Object location entries for images:
--

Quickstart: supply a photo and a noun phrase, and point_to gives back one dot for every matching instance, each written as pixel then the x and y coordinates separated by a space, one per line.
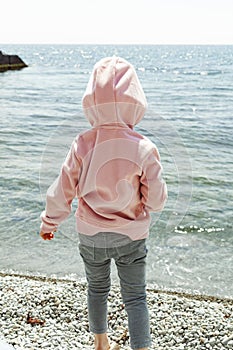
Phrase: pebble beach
pixel 38 312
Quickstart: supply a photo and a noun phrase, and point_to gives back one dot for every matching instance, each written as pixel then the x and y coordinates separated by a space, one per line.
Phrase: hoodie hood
pixel 114 94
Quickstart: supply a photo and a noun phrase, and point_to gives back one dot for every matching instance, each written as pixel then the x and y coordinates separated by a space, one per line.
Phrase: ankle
pixel 101 342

--

Stated exercise:
Arrange the lines as a numbered list, starting at the first line and ending at the line that contains "pixel 38 312", with both ends included, blank lines dropped, and the pictures left out.

Problem solution:
1. Quickstart: supply a photo and a noun phrase, and point_to gives back one dot for every matching instance, each written as pixel then the x and y coordinates separated by a space, one per line.
2. Phrase: pebble beach
3. pixel 38 312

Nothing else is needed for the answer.